* [SOURCE TEXT]
=== Begin Enclosure ===
If Canada is any blueprint for socialized healthcare, you’re in for a hard time ahead. Socialized healthcare is slower, more selective and doesn’t provide the best healthcare for anyone. You get no choice of doctor, treatment or any of the great things private healthcare has to offer, not to mention the tax hike that would have to occur to cover the cost.
The idea that Democrats have is that “equity” rules all. Everyone gets the same thing and the same treatment and you have to like it and tell them that it’s excellent. Otherwise, you’ll be censored. The problem is that if you give all patients “equity,” you force all factors and treatments to have “equity” as well. There won’t be a top-of-the-line doctor because there’s no incentive to do so. It would flatten the medical market for everyone who participates.
The Congressional Budget Office has determined that any single-payer healthcare system would cause an increase in healthcare demand and the government would have to ration healthcare. That’s not good.
The CBO concluded that none of them would be adequate of the options. The economic impacts that would have to take place would push Americans further into poverty which seems like the Democratic party’s plans. Rising gas prices and inflation have caused an unsure future for the entire country and pushing for this type of healthcare wouldn’t be good. The CBO took a look at five possible options.
The options vary, but the economic impact would remain the same.
One of the options would have a high cost to pay doctors, hospitals and drugs and high deductibles and copayments. That would seem to be almost like having no insurance at all.
Another option would give doctors, hospitals and drug companies less with high deductibles and copayments which would cause a far lesser quality of healthcare and likely crash the industry.
The next would give more to doctors, hospitals and drug companies. At the same time, deductibles and copays would be lower, ultimately raising taxes to match the cost of doctors, hospitals and drug companies, which would eventually cost more.
The worst would be low pay to doctors, hospitals and drug companies with a low deductible and copay, which would crash healthcare.
The last covered a long-term support and service situation such as nursing homes.
The review by the CBO determined that, on average, there was a 10-12 percent per capita increase in spending within ten years. That’s not sustainable without raising taxes and doesn’t provide better healthcare for the US, ultimately forcing every citizen to pay more for less. That’s never worked.
What should work is stopping the exponential increase in pricing for healthcare and drugs at hospitals and other medical care settings.
=== End Enclosure ===
(Collected data entries)
=== Begin Enclosure ===
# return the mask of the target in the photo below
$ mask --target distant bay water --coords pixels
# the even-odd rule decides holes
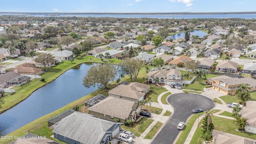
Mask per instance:
[[[19,14],[0,14],[0,15],[13,15],[26,16],[55,16],[55,17],[110,17],[121,18],[241,18],[245,19],[255,19],[256,14],[48,14],[25,15]]]

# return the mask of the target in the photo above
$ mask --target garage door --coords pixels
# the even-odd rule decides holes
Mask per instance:
[[[114,131],[114,132],[113,132],[112,133],[112,135],[113,136],[114,136],[114,135],[116,134],[117,134],[118,132],[120,131],[120,126],[117,127],[116,129],[115,129],[115,130]]]

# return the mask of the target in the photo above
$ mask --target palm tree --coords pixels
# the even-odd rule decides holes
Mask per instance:
[[[199,74],[199,72],[197,70],[196,70],[193,71],[193,74],[196,76],[196,83],[197,83],[197,76]]]
[[[120,75],[119,75],[119,78],[121,78],[121,81],[122,82],[123,78],[124,78],[124,74],[122,73],[120,74]]]
[[[252,98],[248,90],[251,89],[249,86],[249,84],[244,84],[239,85],[236,90],[236,98],[241,100],[243,106],[247,100]]]
[[[177,36],[178,37],[178,39],[180,37],[180,34],[178,33],[177,34]]]
[[[206,73],[205,72],[204,70],[200,70],[198,71],[198,76],[199,76],[199,77],[200,79],[199,79],[199,83],[201,83],[201,80],[202,79],[202,77],[203,76],[204,78],[206,78]]]
[[[34,50],[30,50],[30,51],[28,52],[28,56],[31,57],[32,60],[34,60],[34,56],[36,56],[36,52]]]
[[[100,58],[100,60],[101,60],[101,61],[103,61],[103,59],[102,59],[102,58],[103,57],[103,56],[104,56],[103,54],[99,54],[98,56]]]
[[[174,46],[172,47],[172,60],[173,60],[174,56],[174,52],[175,51],[175,48]]]
[[[15,48],[12,46],[10,46],[9,48],[8,48],[8,50],[7,50],[8,53],[13,57],[14,56],[16,51]]]
[[[188,77],[189,77],[189,74],[188,73],[186,73],[182,75],[182,76],[184,78],[185,81],[184,84],[184,88],[185,88],[185,86],[186,86],[186,78],[188,78]]]
[[[147,110],[148,110],[148,103],[149,104],[150,106],[151,106],[151,103],[153,102],[151,100],[151,98],[148,97],[147,99],[142,102],[142,104],[143,105],[146,104],[147,104]]]

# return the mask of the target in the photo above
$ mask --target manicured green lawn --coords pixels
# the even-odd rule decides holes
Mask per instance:
[[[220,111],[220,110],[212,110],[212,113],[214,113],[217,112],[218,112]],[[200,112],[198,113],[200,114],[200,116],[201,116],[203,114],[204,114],[205,112]],[[215,117],[214,117],[215,118]],[[177,141],[176,142],[176,144],[184,144],[185,141],[186,141],[186,139],[187,138],[187,137],[188,135],[188,134],[191,130],[191,128],[194,125],[194,124],[195,123],[196,120],[198,120],[198,114],[194,114],[193,116],[191,116],[189,120],[188,121],[187,123],[186,124],[185,127],[182,130],[181,132],[181,134],[179,136]],[[199,123],[199,125],[200,123]],[[199,137],[199,136],[198,136]],[[198,137],[196,138],[198,138]]]
[[[182,90],[182,91],[184,92],[194,93],[198,94],[201,94],[202,93],[199,92],[194,91],[192,90]]]
[[[142,106],[142,108],[144,109],[146,109],[146,104],[145,104]],[[162,108],[150,106],[149,104],[148,104],[148,112],[151,113],[156,114],[159,114],[161,113],[162,111],[163,111],[163,109]]]
[[[136,136],[140,137],[153,121],[153,120],[143,118],[140,122],[135,123],[132,127],[126,126],[124,125],[122,125],[121,127],[123,129],[133,132]]]
[[[167,92],[167,93],[164,94],[162,97],[161,98],[161,102],[163,104],[169,104],[168,103],[166,102],[166,98],[170,94],[172,94],[172,93],[170,92]]]
[[[219,115],[232,117],[232,116],[231,116],[231,115],[232,115],[232,113],[230,112],[228,112],[227,111],[224,111],[224,112],[220,114],[219,114]]]
[[[167,90],[162,86],[153,86],[153,90],[154,91],[154,92],[148,96],[151,98],[151,100],[154,102],[158,103],[157,101],[157,98],[159,96],[159,94],[161,94],[162,92],[166,92]]]
[[[152,139],[162,125],[163,123],[160,122],[157,122],[156,124],[154,126],[144,138],[150,140]]]
[[[169,110],[166,110],[164,114],[164,116],[170,116],[171,114],[172,114],[172,112]]]
[[[221,103],[221,102],[219,100],[218,98],[214,98],[213,99],[213,101],[215,101],[215,102],[216,102],[217,104],[222,104],[222,103]]]

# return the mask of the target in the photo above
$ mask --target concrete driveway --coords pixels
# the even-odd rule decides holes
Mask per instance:
[[[201,108],[204,111],[214,107],[212,100],[207,97],[194,93],[181,93],[170,96],[167,99],[174,112],[151,144],[172,144],[180,132],[177,128],[180,122],[186,122],[193,114],[192,110]],[[185,126],[184,128],[186,128]]]

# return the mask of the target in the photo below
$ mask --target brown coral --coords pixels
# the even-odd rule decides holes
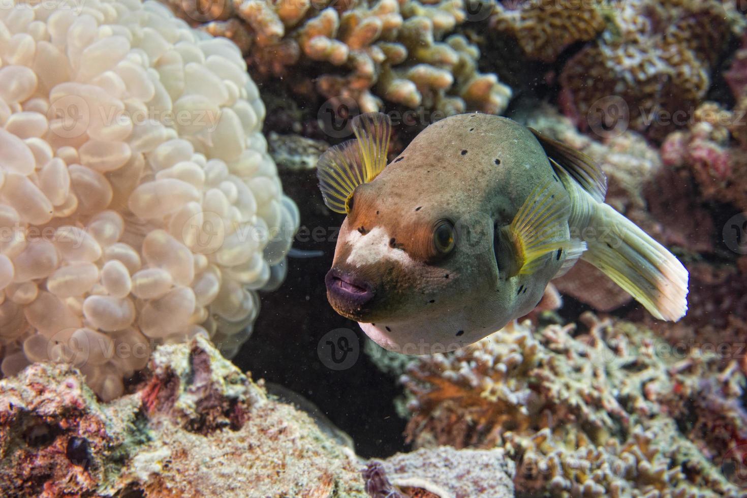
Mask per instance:
[[[562,104],[580,128],[598,130],[608,119],[598,115],[608,111],[601,99],[616,96],[627,105],[632,128],[663,138],[705,96],[731,34],[725,7],[718,0],[613,6],[614,28],[565,65]]]
[[[573,326],[527,323],[418,358],[403,378],[412,396],[408,437],[421,446],[505,447],[518,465],[518,492],[738,496],[702,452],[718,464],[739,440],[680,427],[694,419],[701,429],[745,434],[744,376],[720,371],[714,355],[683,360],[632,324],[583,320],[580,334]],[[719,412],[709,412],[716,403]]]
[[[196,20],[182,6],[190,2],[170,3]],[[311,76],[323,98],[353,99],[362,111],[379,110],[383,99],[442,116],[500,113],[511,96],[495,75],[479,72],[475,46],[447,38],[465,20],[462,0],[235,0],[227,10],[204,28],[236,40],[250,70],[287,78],[297,93],[310,91]]]
[[[568,46],[588,42],[605,27],[607,0],[497,2],[491,27],[512,37],[530,59],[554,61]]]

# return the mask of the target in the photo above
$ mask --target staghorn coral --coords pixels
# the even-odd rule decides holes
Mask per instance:
[[[530,59],[552,62],[568,46],[594,40],[607,26],[607,0],[496,2],[492,36],[515,38]]]
[[[168,3],[187,19],[202,19],[190,14],[192,2]],[[236,40],[259,77],[288,79],[302,94],[353,99],[363,112],[385,100],[444,115],[500,113],[510,89],[480,72],[476,46],[447,36],[465,20],[462,0],[235,0],[203,28]]]
[[[717,465],[740,440],[681,426],[720,424],[745,434],[743,375],[719,370],[716,355],[680,355],[633,324],[582,319],[583,334],[573,325],[525,322],[415,360],[402,378],[411,397],[409,439],[416,446],[503,446],[517,462],[518,493],[740,496],[731,476],[701,454]]]
[[[93,0],[0,10],[0,53],[2,374],[67,361],[111,399],[152,343],[235,354],[299,222],[236,47]]]
[[[0,494],[366,497],[359,465],[204,337],[164,345],[133,394],[68,365],[0,381]]]
[[[742,29],[732,10],[719,0],[610,2],[610,27],[560,75],[565,113],[581,129],[598,129],[610,117],[599,101],[616,96],[633,128],[663,138],[705,96],[725,44]]]

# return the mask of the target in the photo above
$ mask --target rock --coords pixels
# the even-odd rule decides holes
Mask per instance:
[[[0,381],[0,495],[365,497],[355,455],[202,337],[105,404],[75,369]]]

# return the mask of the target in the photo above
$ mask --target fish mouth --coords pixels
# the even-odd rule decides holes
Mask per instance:
[[[374,299],[374,286],[362,278],[332,268],[324,278],[327,299],[332,308],[348,317],[358,317]]]

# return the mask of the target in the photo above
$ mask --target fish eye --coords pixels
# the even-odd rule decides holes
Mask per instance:
[[[442,255],[448,254],[454,249],[454,225],[450,221],[443,220],[436,225],[433,230],[433,245]]]

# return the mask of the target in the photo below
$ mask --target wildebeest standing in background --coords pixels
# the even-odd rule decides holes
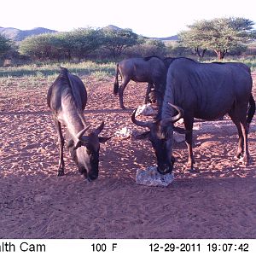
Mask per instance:
[[[157,121],[138,121],[135,119],[135,113],[131,117],[137,125],[150,129],[144,136],[149,136],[160,173],[172,171],[173,131],[180,131],[173,124],[181,117],[184,120],[189,171],[193,171],[195,163],[192,152],[194,118],[212,120],[225,113],[230,116],[238,131],[236,157],[247,163],[248,127],[255,113],[253,81],[248,71],[249,68],[242,63],[199,63],[187,58],[177,58],[171,63]],[[175,112],[178,112],[176,116]]]
[[[119,74],[122,78],[122,84],[119,85]],[[113,94],[119,94],[120,108],[125,109],[124,90],[127,84],[132,80],[135,82],[146,82],[148,88],[145,96],[145,103],[148,102],[148,94],[154,89],[154,93],[159,104],[162,101],[161,90],[166,84],[166,69],[163,61],[157,56],[145,58],[130,58],[117,64]]]
[[[58,176],[64,175],[63,147],[64,137],[61,125],[67,126],[67,148],[79,171],[89,181],[98,177],[100,143],[109,137],[98,135],[104,127],[104,122],[95,130],[87,125],[83,111],[87,102],[87,92],[81,79],[61,67],[61,73],[49,87],[47,103],[53,113],[53,119],[58,133],[59,167]]]

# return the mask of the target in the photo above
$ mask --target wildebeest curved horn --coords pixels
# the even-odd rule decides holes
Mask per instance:
[[[99,135],[104,128],[104,121],[102,121],[102,124],[95,130],[95,133]]]
[[[84,134],[84,132],[90,127],[90,125],[87,125],[85,128],[84,128],[82,131],[80,131],[77,134],[77,139],[80,140],[82,138],[82,136]]]
[[[171,118],[166,118],[166,119],[162,119],[161,120],[161,125],[166,125],[169,122],[175,123],[177,120],[179,120],[181,118],[183,118],[183,115],[184,115],[183,114],[183,110],[181,108],[179,108],[179,107],[177,107],[177,106],[176,106],[174,104],[172,104],[170,102],[168,102],[168,104],[170,106],[172,106],[173,108],[175,108],[177,111],[177,114],[175,115],[175,116],[172,116]]]
[[[148,128],[151,128],[152,126],[152,122],[143,122],[143,121],[138,121],[135,118],[135,114],[136,114],[136,111],[137,111],[137,108],[136,108],[133,113],[132,113],[132,115],[131,115],[131,121],[132,123],[134,123],[135,125],[138,125],[138,126],[142,126],[142,127],[148,127]]]

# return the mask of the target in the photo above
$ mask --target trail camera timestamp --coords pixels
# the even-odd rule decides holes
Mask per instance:
[[[209,252],[249,252],[248,243],[208,243]]]
[[[200,243],[150,243],[149,244],[151,252],[200,252]]]

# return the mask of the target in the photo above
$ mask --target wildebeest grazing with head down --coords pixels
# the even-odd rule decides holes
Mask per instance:
[[[164,102],[155,122],[132,121],[149,128],[147,135],[155,150],[158,171],[172,172],[173,124],[183,118],[185,141],[189,150],[187,166],[194,170],[192,130],[194,118],[212,120],[228,113],[238,131],[236,157],[247,163],[247,133],[255,113],[252,96],[252,77],[242,63],[199,63],[187,58],[174,60],[168,69]],[[175,113],[178,113],[174,116]],[[146,135],[146,133],[144,134]]]
[[[47,103],[53,113],[58,133],[59,167],[58,176],[64,175],[64,137],[61,125],[67,127],[67,148],[79,171],[89,181],[98,177],[100,143],[109,137],[100,137],[104,122],[91,130],[87,125],[83,111],[87,102],[87,92],[81,79],[61,67],[61,73],[49,87]]]
[[[119,74],[122,78],[120,86],[119,85]],[[131,58],[119,62],[116,67],[113,94],[119,94],[120,108],[125,108],[124,105],[124,90],[131,80],[148,83],[145,103],[148,103],[148,94],[153,88],[158,102],[160,102],[162,95],[160,92],[162,90],[161,86],[166,83],[166,74],[165,64],[157,56]]]

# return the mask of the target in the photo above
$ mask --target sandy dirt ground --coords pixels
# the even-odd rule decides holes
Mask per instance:
[[[103,136],[123,127],[143,131],[131,114],[146,84],[128,84],[124,111],[112,79],[81,79],[92,126],[104,119]],[[80,176],[67,150],[66,175],[57,177],[57,136],[46,105],[50,84],[42,79],[40,87],[20,88],[20,79],[0,90],[0,238],[256,238],[255,131],[247,166],[233,159],[234,129],[195,133],[197,173],[184,170],[187,148],[176,143],[175,180],[166,188],[136,183],[137,169],[154,165],[155,156],[150,142],[131,138],[102,145],[96,181]]]

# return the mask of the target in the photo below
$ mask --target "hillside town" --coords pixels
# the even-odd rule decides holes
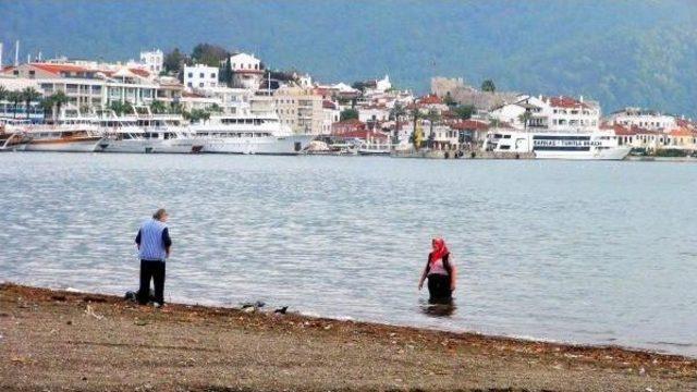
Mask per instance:
[[[19,42],[12,64],[3,64],[1,53],[0,47],[0,119],[5,123],[57,124],[108,111],[138,124],[157,114],[206,124],[216,117],[272,113],[291,134],[311,135],[308,150],[320,154],[345,152],[354,142],[368,154],[389,154],[398,146],[445,158],[517,151],[503,139],[535,132],[601,132],[639,156],[685,157],[697,149],[697,122],[683,115],[641,108],[606,114],[600,102],[583,96],[500,91],[491,79],[477,88],[462,78],[432,77],[430,91],[416,95],[393,85],[389,75],[323,83],[307,73],[271,70],[253,53],[207,44],[191,56],[152,49],[123,62],[42,59],[40,53],[22,62]]]

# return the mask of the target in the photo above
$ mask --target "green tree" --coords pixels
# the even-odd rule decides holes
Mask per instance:
[[[46,98],[41,99],[41,101],[39,102],[39,106],[44,110],[44,121],[45,122],[49,118],[49,113],[50,113],[50,117],[53,118],[53,107],[56,106],[56,101],[53,100],[53,98],[46,97]]]
[[[150,111],[155,114],[167,112],[167,106],[160,100],[154,100],[150,102]]]
[[[162,65],[164,66],[164,71],[171,74],[179,74],[184,70],[184,64],[186,64],[187,61],[186,54],[182,53],[179,48],[174,48],[174,50],[164,54]]]
[[[192,51],[192,61],[197,64],[220,68],[220,63],[230,58],[230,52],[211,44],[198,44]]]
[[[525,131],[527,132],[527,123],[530,121],[531,113],[529,110],[525,109],[521,115],[518,115],[518,120],[523,123]]]
[[[481,90],[487,93],[496,93],[497,86],[493,84],[492,79],[486,79],[481,82]]]
[[[24,108],[26,109],[26,118],[29,118],[29,109],[32,109],[32,102],[39,100],[41,93],[37,91],[34,87],[26,87],[22,90],[22,99],[24,100]]]
[[[268,77],[268,74],[267,74],[267,77]],[[228,87],[232,86],[232,65],[230,63],[230,57],[225,59],[225,63],[222,66],[222,70],[220,71],[218,78],[220,83],[224,83],[225,86]]]
[[[414,128],[412,131],[412,135],[409,136],[409,142],[414,145],[415,150],[419,150],[421,148],[421,143],[424,140],[424,132],[418,126],[418,119],[421,115],[421,112],[418,108],[412,109],[412,119],[414,121]]]
[[[182,114],[184,112],[184,108],[180,102],[172,102],[170,103],[170,112],[174,114]]]
[[[406,110],[400,102],[394,102],[392,109],[390,109],[390,120],[394,120],[394,134],[392,135],[392,144],[398,144],[400,140],[398,139],[400,135],[400,121],[402,118],[406,115]]]
[[[358,119],[358,111],[356,109],[345,109],[339,114],[340,121],[346,121],[352,119]]]
[[[443,98],[443,103],[448,105],[448,107],[451,108],[451,109],[457,106],[457,102],[450,95],[450,91],[448,91],[448,94],[445,94],[445,97]]]
[[[134,111],[133,105],[129,101],[113,101],[109,105],[109,109],[113,110],[117,115],[132,114]]]
[[[56,117],[61,115],[61,108],[63,107],[63,105],[68,103],[69,99],[65,93],[63,93],[62,90],[53,93],[50,98],[53,103],[56,103],[56,113],[53,113],[53,120],[56,120]]]
[[[10,91],[7,94],[5,99],[12,102],[12,118],[16,119],[17,109],[20,108],[20,102],[24,100],[24,97],[21,91]]]
[[[433,125],[440,121],[440,113],[436,109],[430,109],[428,113],[426,113],[426,120],[428,120],[428,147],[433,147],[433,139],[436,135],[433,134]]]
[[[474,114],[475,107],[472,105],[461,105],[455,107],[453,111],[460,120],[468,120],[472,118],[472,114]]]

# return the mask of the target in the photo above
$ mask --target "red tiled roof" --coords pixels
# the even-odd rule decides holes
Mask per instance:
[[[585,102],[582,102],[575,98],[571,98],[571,97],[551,97],[549,98],[550,105],[553,108],[564,108],[564,109],[571,109],[571,108],[589,108],[588,105],[586,105]]]
[[[323,100],[322,101],[322,108],[325,109],[337,109],[337,103],[329,101],[329,100]]]
[[[489,128],[489,125],[482,121],[476,120],[463,120],[450,125],[453,130],[480,130],[486,131]]]
[[[669,133],[671,136],[694,136],[695,133],[684,127],[678,127]]]
[[[615,136],[634,136],[636,135],[636,130],[624,127],[620,124],[602,124],[600,125],[601,130],[613,131]]]
[[[387,139],[388,135],[383,134],[382,132],[376,132],[376,131],[368,131],[368,130],[358,130],[358,131],[351,131],[351,132],[344,132],[341,134],[338,134],[337,136],[341,136],[341,137],[345,137],[345,138],[359,138],[359,139],[368,139],[368,138],[379,138],[379,139]]]
[[[426,97],[420,98],[418,102],[421,105],[441,105],[443,103],[443,100],[435,94],[429,94]]]
[[[334,125],[365,125],[365,124],[363,123],[363,121],[358,119],[348,119],[348,120],[337,122],[334,123]]]
[[[45,72],[50,72],[52,74],[60,74],[61,72],[88,72],[89,70],[73,64],[46,64],[46,63],[30,63],[29,65],[37,68]]]
[[[129,71],[133,72],[134,74],[140,76],[140,77],[149,77],[150,73],[146,70],[143,69],[129,69]]]

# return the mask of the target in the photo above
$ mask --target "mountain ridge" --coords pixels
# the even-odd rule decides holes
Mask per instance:
[[[58,1],[0,0],[0,40],[45,56],[125,60],[198,42],[255,52],[322,82],[389,73],[474,86],[584,95],[697,115],[697,5],[690,1]],[[26,54],[24,54],[26,59]]]

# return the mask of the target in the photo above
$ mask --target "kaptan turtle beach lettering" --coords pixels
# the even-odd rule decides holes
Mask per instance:
[[[697,390],[695,12],[0,1],[0,390]]]

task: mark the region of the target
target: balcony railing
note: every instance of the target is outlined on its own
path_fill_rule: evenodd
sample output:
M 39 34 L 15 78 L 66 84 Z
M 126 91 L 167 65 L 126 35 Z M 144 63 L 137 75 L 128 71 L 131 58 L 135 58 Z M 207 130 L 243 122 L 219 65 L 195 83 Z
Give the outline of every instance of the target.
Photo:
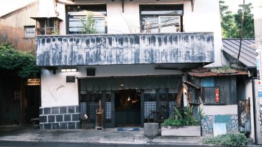
M 214 62 L 212 32 L 37 37 L 39 66 Z

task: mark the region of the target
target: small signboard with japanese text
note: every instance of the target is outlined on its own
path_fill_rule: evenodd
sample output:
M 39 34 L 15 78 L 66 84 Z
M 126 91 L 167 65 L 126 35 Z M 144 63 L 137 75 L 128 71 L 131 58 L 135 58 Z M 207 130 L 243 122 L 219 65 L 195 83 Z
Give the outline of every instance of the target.
M 39 86 L 40 79 L 28 79 L 28 86 Z
M 257 72 L 257 91 L 259 98 L 262 99 L 262 48 L 256 50 L 256 72 Z

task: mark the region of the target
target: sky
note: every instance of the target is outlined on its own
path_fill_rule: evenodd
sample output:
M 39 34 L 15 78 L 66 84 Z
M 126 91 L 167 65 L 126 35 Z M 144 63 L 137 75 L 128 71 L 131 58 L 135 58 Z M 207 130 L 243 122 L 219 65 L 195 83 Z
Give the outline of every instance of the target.
M 25 6 L 34 1 L 35 0 L 0 0 L 0 17 Z M 196 1 L 197 1 L 197 0 Z M 245 1 L 246 3 L 248 3 L 254 0 Z M 238 10 L 238 6 L 243 3 L 243 0 L 225 0 L 225 5 L 229 6 L 230 10 L 236 12 Z

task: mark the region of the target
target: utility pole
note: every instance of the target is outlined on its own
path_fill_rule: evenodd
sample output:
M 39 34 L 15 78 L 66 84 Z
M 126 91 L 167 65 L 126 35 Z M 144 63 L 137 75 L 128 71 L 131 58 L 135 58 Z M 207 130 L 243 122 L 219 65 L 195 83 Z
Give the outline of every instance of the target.
M 256 142 L 262 144 L 262 1 L 254 1 L 254 25 L 256 41 L 256 56 L 257 80 L 256 80 L 256 100 L 253 101 L 253 110 L 256 110 L 255 118 L 256 118 Z M 256 126 L 254 126 L 256 127 Z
=== End Enclosure ===
* [ASSIGNED TASK 1]
Answer these questions from the article on socialized healthcare:
(a) How many possible options did the CBO look at?
(b) On average, what per capita increase in spending did the CBO review find, and within how many years?
(c) What did the last option cover?
* [ASSIGNED TASK 2] Quote the article on socialized healthcare, beginning at the words "The options vary, but" and stopping after "crash the industry.".
Rely only on the article on socialized healthcare.

* [EXPECTED OUTPUT 1]
(a) Five.
(b) A 10-12 percent increase, within ten years.
(c) A long-term support and service situation such as nursing homes.

* [EXPECTED OUTPUT 2]
The options vary, but the economic impact would remain the same.
One of the options would have a high cost to pay doctors, hospitals and drugs and high deductibles and copayments. That would seem to be almost like having no insurance at all.
Another option would give doctors, hospitals and drug companies less with high deductibles and copayments which would cause a far lesser quality of healthcare and likely crash the industry.